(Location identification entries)
┏━━

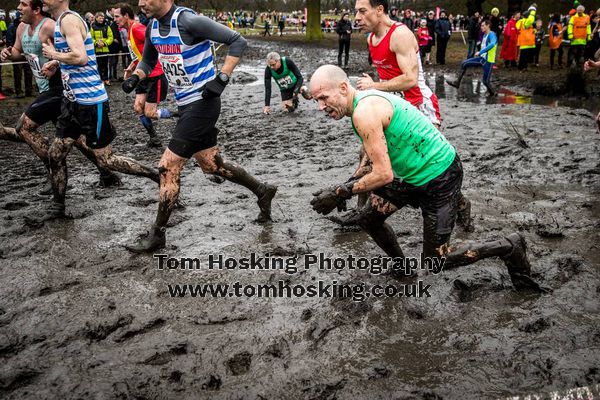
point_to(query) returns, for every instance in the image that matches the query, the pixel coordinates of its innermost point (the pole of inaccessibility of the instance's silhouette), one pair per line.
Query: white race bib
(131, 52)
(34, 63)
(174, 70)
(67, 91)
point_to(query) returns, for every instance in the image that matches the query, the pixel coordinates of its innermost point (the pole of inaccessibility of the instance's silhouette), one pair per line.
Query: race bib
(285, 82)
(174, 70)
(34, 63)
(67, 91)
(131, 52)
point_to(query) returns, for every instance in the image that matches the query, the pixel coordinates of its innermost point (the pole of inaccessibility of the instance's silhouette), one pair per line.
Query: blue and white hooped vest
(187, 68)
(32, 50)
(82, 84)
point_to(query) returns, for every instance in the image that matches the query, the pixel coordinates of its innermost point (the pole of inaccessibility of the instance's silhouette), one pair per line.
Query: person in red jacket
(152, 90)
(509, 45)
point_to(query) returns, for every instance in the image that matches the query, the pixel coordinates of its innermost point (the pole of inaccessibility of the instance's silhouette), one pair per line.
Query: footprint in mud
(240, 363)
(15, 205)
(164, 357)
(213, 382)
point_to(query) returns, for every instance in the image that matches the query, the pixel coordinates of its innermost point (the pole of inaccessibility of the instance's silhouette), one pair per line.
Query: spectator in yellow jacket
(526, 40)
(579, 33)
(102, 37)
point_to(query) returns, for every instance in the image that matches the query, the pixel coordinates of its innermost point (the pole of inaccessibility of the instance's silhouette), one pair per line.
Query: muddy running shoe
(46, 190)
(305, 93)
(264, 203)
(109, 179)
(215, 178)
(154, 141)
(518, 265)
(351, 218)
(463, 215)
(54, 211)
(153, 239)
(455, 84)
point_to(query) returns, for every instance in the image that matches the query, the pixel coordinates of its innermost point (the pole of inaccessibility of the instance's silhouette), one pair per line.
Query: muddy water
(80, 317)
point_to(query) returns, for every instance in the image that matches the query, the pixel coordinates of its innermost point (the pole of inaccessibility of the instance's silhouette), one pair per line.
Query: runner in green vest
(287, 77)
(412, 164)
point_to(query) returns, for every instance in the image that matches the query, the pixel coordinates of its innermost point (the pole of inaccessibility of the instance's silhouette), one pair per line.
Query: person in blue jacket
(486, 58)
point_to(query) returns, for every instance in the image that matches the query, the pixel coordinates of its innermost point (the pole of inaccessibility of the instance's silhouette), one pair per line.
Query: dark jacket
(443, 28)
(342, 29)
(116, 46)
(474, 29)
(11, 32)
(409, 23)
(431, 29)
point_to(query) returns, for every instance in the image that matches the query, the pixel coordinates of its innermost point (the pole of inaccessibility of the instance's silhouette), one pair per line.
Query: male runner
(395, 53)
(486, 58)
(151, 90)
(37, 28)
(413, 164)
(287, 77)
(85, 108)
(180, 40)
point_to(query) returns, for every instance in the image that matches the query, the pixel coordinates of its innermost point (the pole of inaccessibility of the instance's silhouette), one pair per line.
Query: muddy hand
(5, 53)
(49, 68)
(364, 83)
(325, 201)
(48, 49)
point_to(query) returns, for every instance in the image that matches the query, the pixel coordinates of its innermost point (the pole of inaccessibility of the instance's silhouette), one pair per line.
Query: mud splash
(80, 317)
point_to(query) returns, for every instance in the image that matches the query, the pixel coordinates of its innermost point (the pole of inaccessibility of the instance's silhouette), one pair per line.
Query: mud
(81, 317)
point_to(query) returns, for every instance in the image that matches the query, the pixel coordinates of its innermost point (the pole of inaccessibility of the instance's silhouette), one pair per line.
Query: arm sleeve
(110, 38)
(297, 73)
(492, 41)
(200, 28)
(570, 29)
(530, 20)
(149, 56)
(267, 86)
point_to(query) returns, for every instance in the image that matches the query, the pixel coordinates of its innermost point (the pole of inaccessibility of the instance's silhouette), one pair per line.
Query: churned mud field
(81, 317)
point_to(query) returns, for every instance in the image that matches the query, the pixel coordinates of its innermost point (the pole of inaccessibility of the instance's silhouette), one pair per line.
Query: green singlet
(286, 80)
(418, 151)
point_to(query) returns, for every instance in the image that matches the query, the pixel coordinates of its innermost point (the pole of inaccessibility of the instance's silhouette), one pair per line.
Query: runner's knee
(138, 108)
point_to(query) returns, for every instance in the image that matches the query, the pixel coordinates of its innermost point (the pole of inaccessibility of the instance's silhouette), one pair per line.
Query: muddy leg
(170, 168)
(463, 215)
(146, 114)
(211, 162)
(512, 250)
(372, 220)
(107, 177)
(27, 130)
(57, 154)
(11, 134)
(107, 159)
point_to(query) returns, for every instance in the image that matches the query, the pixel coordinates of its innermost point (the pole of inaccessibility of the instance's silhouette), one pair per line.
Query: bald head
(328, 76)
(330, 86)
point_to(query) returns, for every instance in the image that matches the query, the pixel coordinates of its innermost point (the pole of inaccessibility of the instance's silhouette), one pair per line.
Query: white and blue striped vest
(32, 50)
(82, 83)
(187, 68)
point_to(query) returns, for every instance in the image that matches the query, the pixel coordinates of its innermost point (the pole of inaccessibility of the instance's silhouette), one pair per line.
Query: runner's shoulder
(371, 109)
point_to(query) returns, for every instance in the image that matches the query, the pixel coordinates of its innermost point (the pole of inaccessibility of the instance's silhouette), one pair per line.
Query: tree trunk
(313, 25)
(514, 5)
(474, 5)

┗━━

Directions for this task =
Images in the records should not be copied. Repeat all the rest exactly.

Response to this exercise =
point_to(query) returns, for every instance in the image that matches the query, the pixel coordinates of its innermost point (the pole of inaccessibility of the instance's silhouette), one pair per line.
Query: white race bib
(131, 52)
(34, 63)
(174, 70)
(67, 91)
point_to(query) returns, for every instance in the image that matches the query, the pixel coordinates of its innermost point (the pole of inaccessibility of the instance's silhouette), one pair per line.
Query: race bib
(285, 82)
(174, 70)
(34, 63)
(67, 91)
(131, 52)
point_to(query) returns, for every instance in the image that matches the query, the pixel coordinates of its innermost point (the pole of inaccessibility of the instance's silhouette), one pair per line.
Query: blue and white hooped vest
(187, 68)
(32, 50)
(82, 84)
point_to(query) returns, for every instance in the image that matches the query, the pixel coordinates of its innermost point (the pole of inaccessibility of the instance's silhouette), one pair per line.
Query: person in red jacket
(152, 90)
(509, 45)
point_to(query) returns, for every instance in the image that matches the query, the pixel coordinates of its innermost point (the pole of inaccessibility of the instance's silhouette), one pair per line.
Query: footprint in mud
(240, 363)
(15, 205)
(164, 357)
(213, 382)
point_to(query) returns, for every instance in the image that matches the query, the pixel coordinates of its innermost point (the pole of inaccessibility of the instance's silhouette), one pair per line.
Query: spectator in yellow jacket
(526, 40)
(579, 33)
(102, 37)
point_to(query) returns, for every instance in the image that matches the query, the pixel coordinates of its innermost point (the pole of inaccessibility of the instance's silhouette), one pair per line.
Query: muddy running shoe
(46, 190)
(305, 93)
(264, 203)
(109, 179)
(215, 178)
(154, 141)
(518, 265)
(351, 218)
(463, 215)
(54, 211)
(153, 239)
(455, 84)
point_to(query) returns, for every instance in the image that matches the query, the pixel coordinates of its innermost point (the pole of inaccessibility of the instance's silhouette), one pair per line.
Query: muddy water
(80, 317)
point_to(query) returns, for every instance in the image that matches the query, the pixel coordinates of its innermost point (the pole of inaccessibility of the instance's silhouette), one pair per line.
Query: runner in green vest
(287, 77)
(412, 164)
point_to(query) returns, for every instance in the image that matches the query, the pixel coordinates of its innermost point (the pole of inaccessibility of the instance's silhouette), one pair per line.
Query: person in blue jacket
(486, 58)
point_to(query) returns, for every instance in the image that matches the query, the pixel coordinates of its innermost point (the pole of inaccessibility of the instance's silhouette), one pair per line.
Query: dark jacket
(443, 28)
(342, 29)
(116, 46)
(474, 29)
(11, 32)
(409, 23)
(431, 29)
point_to(query) returns, for every instance in the image that matches the query, the pixel coordinates of its innermost point (the pole of inaccessibility of the instance's silhouette), one pair per line.
Query: male runner
(395, 53)
(486, 58)
(151, 90)
(37, 28)
(413, 164)
(287, 77)
(85, 108)
(180, 40)
point_to(query) returns, for every instance in the image that matches the query, the pixel coordinates of its innermost point (the pole of inaccessibility of the instance's silhouette), one pair per line.
Query: muddy hand
(5, 53)
(49, 68)
(364, 83)
(325, 201)
(48, 49)
point_to(query) returns, for every instance in the image that matches the query, the pixel coordinates of its innermost point (the pole of inaccessibility of the instance's silhouette), one pair per line.
Query: mud splash
(80, 317)
point_to(query) returns, for every instance in the image that matches the query, the pixel coordinates of its innermost point (the pole of inaccessibility of the instance's silhouette), one pair per line.
Query: mud
(81, 317)
point_to(query) returns, for every instance in the image that matches the query, the pixel coordinates of its innermost point (the pole of inaccessibility of the instance's silhouette), one pair per line.
Query: arm sleeve
(110, 38)
(297, 73)
(492, 41)
(200, 28)
(570, 29)
(530, 20)
(149, 56)
(267, 86)
point_to(query) returns, for every instance in the image that matches the query, the pixel coordinates of its innermost point (the pole of inaccessibility of the instance's silhouette), one pair per line.
Query: churned mud field
(81, 317)
point_to(query) returns, for every instance in the image that matches the query, the pixel coordinates of its innermost point (the pole of inaccessibility of the instance's silhouette), one pair per line.
Query: green singlet
(286, 80)
(418, 151)
point_to(query) returns, for every instance in the image that matches the query, the pixel coordinates of its innermost point (the pole of inaccessibility of the instance's silhouette), one pair per line.
Query: runner's knee
(138, 108)
point_to(query) returns, for every instance in the image that matches the query, the pixel coordinates of its innermost point (the pole of inaccessibility of the instance's silhouette), one pair per line.
Query: muddy leg
(170, 168)
(463, 215)
(146, 114)
(211, 162)
(512, 250)
(372, 220)
(107, 177)
(27, 130)
(57, 154)
(11, 134)
(107, 159)
point_to(query) returns, for every instance in the image that matches the query, the pixel coordinates of its innermost point (the pole of inaccessibility of the instance's silhouette), one pair per line.
Query: bald head
(328, 76)
(330, 86)
point_to(query) returns, for every instance in the image that matches the query, the pixel coordinates of its innermost point (the pole of inaccessibility of the instance's silhouette), one pair per line.
Query: white and blue striped vest
(32, 50)
(82, 83)
(187, 68)
point_to(query) returns, for every instance in the image that matches the query, the pixel coordinates of its innermost point (the pole of inaccessibility of the instance's silhouette), one pair per line.
Query: runner's shoulder
(371, 109)
point_to(query) returns, for every instance in the image that matches the query, the pixel coordinates of its innermost point (the pole of inaccessibility of the instance's silhouette), one pair per line.
Query: tree trunk
(313, 25)
(514, 5)
(474, 5)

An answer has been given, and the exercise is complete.